━━━ Material for this task ━━━

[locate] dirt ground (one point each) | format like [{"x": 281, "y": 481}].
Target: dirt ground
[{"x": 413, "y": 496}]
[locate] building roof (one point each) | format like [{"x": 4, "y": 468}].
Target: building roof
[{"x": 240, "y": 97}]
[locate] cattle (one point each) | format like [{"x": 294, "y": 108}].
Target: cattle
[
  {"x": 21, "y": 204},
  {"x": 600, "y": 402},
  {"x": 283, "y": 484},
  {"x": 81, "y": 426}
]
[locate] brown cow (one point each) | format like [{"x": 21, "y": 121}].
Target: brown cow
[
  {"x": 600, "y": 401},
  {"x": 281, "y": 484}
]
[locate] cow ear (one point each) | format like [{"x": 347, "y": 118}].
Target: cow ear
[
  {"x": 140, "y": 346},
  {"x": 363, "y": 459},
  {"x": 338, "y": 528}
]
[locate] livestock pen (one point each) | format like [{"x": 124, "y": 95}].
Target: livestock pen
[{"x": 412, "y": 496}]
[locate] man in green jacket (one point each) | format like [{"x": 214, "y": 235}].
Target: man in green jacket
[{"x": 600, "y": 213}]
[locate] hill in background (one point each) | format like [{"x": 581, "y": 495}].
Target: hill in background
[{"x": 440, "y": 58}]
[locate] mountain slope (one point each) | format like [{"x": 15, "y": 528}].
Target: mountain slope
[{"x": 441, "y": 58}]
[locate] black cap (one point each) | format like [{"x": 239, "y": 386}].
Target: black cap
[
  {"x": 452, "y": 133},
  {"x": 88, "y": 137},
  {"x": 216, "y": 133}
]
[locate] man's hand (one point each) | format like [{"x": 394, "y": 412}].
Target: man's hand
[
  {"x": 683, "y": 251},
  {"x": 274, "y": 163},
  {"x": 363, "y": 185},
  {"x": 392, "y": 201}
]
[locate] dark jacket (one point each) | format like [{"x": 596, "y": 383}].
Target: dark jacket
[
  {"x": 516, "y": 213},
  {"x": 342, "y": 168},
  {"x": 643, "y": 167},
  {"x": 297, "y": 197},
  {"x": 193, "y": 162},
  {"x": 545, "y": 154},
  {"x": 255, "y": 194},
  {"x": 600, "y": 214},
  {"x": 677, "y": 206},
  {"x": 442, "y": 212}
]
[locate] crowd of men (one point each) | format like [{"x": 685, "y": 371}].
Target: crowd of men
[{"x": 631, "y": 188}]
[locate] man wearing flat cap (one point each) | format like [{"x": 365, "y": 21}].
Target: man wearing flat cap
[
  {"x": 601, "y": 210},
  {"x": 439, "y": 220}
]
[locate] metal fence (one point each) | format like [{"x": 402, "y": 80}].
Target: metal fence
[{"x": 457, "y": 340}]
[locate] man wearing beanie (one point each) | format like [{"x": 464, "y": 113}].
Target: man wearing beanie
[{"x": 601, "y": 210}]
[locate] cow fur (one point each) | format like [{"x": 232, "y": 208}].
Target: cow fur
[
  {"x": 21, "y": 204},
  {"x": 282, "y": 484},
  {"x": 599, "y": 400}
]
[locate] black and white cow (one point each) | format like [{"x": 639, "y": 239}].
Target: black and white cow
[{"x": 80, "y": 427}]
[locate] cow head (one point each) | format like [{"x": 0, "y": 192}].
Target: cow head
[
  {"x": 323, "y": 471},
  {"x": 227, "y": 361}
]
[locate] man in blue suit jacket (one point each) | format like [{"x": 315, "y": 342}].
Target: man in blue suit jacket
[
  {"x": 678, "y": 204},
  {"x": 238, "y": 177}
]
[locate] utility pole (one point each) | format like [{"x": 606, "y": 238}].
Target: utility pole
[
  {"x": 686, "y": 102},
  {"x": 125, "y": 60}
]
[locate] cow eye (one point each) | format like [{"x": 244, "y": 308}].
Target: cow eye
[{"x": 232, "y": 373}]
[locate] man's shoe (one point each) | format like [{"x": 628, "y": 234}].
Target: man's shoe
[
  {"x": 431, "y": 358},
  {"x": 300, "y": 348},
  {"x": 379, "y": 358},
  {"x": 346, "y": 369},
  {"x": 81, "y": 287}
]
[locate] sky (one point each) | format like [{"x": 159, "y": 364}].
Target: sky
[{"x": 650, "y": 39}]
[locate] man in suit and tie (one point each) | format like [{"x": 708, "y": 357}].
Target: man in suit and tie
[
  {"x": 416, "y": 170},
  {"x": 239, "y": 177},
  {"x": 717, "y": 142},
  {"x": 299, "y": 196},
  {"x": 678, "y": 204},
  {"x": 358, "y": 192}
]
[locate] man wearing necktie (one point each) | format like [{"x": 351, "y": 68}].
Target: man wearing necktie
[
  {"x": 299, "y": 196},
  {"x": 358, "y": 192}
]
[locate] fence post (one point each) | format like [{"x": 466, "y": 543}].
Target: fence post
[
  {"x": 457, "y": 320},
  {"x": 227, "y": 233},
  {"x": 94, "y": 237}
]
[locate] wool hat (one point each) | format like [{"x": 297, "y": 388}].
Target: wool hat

━━━

= Assigned task =
Across the records above, show each line containing the word "wool".

= Your response =
[locate] wool hat (one point each) | format like [{"x": 297, "y": 388}].
Target: wool hat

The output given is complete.